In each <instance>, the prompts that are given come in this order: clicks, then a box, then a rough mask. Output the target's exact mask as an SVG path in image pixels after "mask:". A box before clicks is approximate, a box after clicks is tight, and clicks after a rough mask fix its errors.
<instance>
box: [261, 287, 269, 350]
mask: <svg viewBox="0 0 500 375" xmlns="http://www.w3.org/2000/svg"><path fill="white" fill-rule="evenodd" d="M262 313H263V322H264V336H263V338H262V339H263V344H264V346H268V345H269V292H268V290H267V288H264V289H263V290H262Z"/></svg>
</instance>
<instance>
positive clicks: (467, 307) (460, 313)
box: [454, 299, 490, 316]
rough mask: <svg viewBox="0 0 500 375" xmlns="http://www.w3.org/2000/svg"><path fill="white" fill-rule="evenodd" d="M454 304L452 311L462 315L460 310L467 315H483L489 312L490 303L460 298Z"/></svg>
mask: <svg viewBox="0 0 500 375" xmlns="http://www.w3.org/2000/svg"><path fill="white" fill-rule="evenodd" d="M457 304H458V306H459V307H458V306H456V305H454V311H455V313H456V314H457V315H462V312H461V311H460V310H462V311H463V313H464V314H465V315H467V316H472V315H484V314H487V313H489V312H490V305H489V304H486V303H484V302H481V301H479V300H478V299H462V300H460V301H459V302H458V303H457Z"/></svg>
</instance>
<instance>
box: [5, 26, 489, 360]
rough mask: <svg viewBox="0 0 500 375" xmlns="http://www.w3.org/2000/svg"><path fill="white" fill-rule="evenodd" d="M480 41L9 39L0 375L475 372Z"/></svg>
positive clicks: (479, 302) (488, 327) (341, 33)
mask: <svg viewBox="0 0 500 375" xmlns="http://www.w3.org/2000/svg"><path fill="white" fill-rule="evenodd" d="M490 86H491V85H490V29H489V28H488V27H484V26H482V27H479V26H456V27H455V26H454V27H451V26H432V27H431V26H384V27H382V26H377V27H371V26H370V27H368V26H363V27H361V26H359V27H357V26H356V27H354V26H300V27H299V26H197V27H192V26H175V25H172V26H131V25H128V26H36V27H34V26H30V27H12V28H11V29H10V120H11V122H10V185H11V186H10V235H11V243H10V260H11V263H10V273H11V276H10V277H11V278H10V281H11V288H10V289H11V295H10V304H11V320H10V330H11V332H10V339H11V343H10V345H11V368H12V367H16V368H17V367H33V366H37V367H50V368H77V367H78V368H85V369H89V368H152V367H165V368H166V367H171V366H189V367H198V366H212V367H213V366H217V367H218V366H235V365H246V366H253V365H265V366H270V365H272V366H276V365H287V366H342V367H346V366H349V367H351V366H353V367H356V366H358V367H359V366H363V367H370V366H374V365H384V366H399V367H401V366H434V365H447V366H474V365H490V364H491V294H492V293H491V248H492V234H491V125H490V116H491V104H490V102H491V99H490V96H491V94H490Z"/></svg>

----------

• **Exercise brief**
Set down no line except those from the one with "304L452 311L462 315L460" to the last line of the data, inclusive, each exactly as written.

• **Your response**
rough mask: <svg viewBox="0 0 500 375" xmlns="http://www.w3.org/2000/svg"><path fill="white" fill-rule="evenodd" d="M454 304L452 311L462 315L460 310L467 315H483L489 312L490 303L460 298Z"/></svg>
mask: <svg viewBox="0 0 500 375" xmlns="http://www.w3.org/2000/svg"><path fill="white" fill-rule="evenodd" d="M457 304H458V306H459V307H458V306H456V305H454V311H455V313H456V314H457V315H462V312H461V311H460V310H462V311H463V313H464V314H465V315H467V316H472V315H484V314H487V313H489V312H490V305H489V304H486V303H484V302H481V301H479V300H478V299H462V300H460V301H459V302H458V303H457Z"/></svg>
</instance>
<instance>
box: [5, 26, 489, 360]
rough mask: <svg viewBox="0 0 500 375" xmlns="http://www.w3.org/2000/svg"><path fill="white" fill-rule="evenodd" d="M480 41L9 39L0 375L475 372Z"/></svg>
positive clicks: (479, 302) (488, 327) (341, 33)
mask: <svg viewBox="0 0 500 375" xmlns="http://www.w3.org/2000/svg"><path fill="white" fill-rule="evenodd" d="M490 86H491V85H490V29H489V28H488V27H484V26H482V27H479V26H456V27H455V26H454V27H451V26H432V27H431V26H384V27H382V26H377V27H371V26H370V27H368V26H363V27H361V26H359V27H357V26H356V27H354V26H300V27H299V26H197V27H192V26H175V25H172V26H131V25H128V26H36V27H34V26H30V27H12V28H11V29H10V120H11V122H10V185H11V186H10V235H11V243H10V260H11V263H10V273H11V276H10V277H11V278H10V281H11V288H10V289H11V295H10V304H11V320H10V330H11V332H10V339H11V343H10V345H11V368H12V367H16V368H17V367H33V366H37V367H50V368H77V367H78V368H85V369H89V368H152V367H165V368H166V367H171V366H189V367H198V366H212V367H213V366H217V367H218V366H235V365H246V366H253V365H265V366H270V365H272V366H276V365H287V366H342V367H346V366H349V367H351V366H353V367H356V366H358V367H359V366H363V367H370V366H374V365H384V366H399V367H401V366H434V365H447V366H474V365H490V364H491V294H492V293H491V248H492V234H491V125H490V116H491V104H490V102H491V99H490V96H491V94H490Z"/></svg>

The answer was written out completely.